● **WRITTEN REQUEST**: Copy out each line below exactly as it appears.
-------
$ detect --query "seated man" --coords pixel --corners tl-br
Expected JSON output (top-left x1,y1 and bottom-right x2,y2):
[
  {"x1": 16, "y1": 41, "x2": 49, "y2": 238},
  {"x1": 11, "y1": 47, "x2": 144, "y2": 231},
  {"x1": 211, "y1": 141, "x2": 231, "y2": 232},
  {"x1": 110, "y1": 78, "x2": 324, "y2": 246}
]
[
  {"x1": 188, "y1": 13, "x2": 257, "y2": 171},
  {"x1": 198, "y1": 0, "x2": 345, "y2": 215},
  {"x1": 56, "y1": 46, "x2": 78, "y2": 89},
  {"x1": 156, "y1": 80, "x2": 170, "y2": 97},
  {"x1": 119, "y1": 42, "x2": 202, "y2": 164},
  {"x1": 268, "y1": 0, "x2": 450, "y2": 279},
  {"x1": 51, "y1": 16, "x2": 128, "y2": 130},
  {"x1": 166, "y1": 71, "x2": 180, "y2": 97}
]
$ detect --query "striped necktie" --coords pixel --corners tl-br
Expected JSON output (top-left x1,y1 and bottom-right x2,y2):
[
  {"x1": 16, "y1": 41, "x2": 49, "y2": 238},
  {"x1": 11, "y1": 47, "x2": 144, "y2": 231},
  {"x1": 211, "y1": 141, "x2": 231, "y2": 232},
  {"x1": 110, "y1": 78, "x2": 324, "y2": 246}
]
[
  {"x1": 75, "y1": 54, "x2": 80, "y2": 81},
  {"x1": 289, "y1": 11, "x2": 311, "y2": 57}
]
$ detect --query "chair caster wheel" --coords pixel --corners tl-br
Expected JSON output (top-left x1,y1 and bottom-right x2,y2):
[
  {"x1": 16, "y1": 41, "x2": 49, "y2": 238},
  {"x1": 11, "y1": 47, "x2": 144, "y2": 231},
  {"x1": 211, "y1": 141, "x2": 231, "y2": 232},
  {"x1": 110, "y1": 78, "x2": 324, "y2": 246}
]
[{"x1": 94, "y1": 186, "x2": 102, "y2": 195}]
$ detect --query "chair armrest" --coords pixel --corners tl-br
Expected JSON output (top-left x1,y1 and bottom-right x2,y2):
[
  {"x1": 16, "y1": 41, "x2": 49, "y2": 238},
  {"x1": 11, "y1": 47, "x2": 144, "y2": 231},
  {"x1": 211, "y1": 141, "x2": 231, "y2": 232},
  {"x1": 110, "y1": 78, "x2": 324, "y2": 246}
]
-------
● **SOLUTION FOR THIS PROBLEM**:
$ detect --query "seated man" --coords pixel --corners tl-br
Expected JSON output (top-left x1,y1 and bottom-right x2,y2):
[
  {"x1": 16, "y1": 41, "x2": 49, "y2": 238},
  {"x1": 11, "y1": 47, "x2": 144, "y2": 231},
  {"x1": 211, "y1": 141, "x2": 231, "y2": 232},
  {"x1": 110, "y1": 78, "x2": 324, "y2": 246}
]
[
  {"x1": 188, "y1": 13, "x2": 257, "y2": 171},
  {"x1": 198, "y1": 0, "x2": 345, "y2": 215},
  {"x1": 56, "y1": 46, "x2": 78, "y2": 89},
  {"x1": 156, "y1": 80, "x2": 170, "y2": 97},
  {"x1": 119, "y1": 42, "x2": 202, "y2": 164},
  {"x1": 268, "y1": 0, "x2": 450, "y2": 279},
  {"x1": 51, "y1": 16, "x2": 128, "y2": 130},
  {"x1": 166, "y1": 71, "x2": 180, "y2": 97}
]
$ detect --query "striped necktie" --coords pixel --corners tl-br
Expected JSON output (top-left x1,y1 and bottom-right x2,y2):
[
  {"x1": 16, "y1": 41, "x2": 49, "y2": 238},
  {"x1": 11, "y1": 47, "x2": 144, "y2": 231},
  {"x1": 211, "y1": 141, "x2": 231, "y2": 232},
  {"x1": 110, "y1": 78, "x2": 324, "y2": 246}
]
[
  {"x1": 75, "y1": 54, "x2": 80, "y2": 81},
  {"x1": 289, "y1": 11, "x2": 311, "y2": 57}
]
$ detect --query "chair caster wheel" --coords pixel --corners tl-br
Expected JSON output (top-left x1,y1 and bottom-right x2,y2):
[
  {"x1": 16, "y1": 41, "x2": 49, "y2": 238},
  {"x1": 11, "y1": 47, "x2": 144, "y2": 231},
  {"x1": 211, "y1": 141, "x2": 231, "y2": 232},
  {"x1": 110, "y1": 78, "x2": 324, "y2": 246}
]
[{"x1": 94, "y1": 186, "x2": 102, "y2": 195}]
$ detect --query "chair armrest" --coords pixel --corners tl-br
Expected JSON output (top-left x1,y1 and bottom-right x2,y2):
[
  {"x1": 16, "y1": 41, "x2": 49, "y2": 238},
  {"x1": 11, "y1": 47, "x2": 144, "y2": 231},
  {"x1": 211, "y1": 141, "x2": 231, "y2": 232},
  {"x1": 110, "y1": 78, "x2": 324, "y2": 246}
]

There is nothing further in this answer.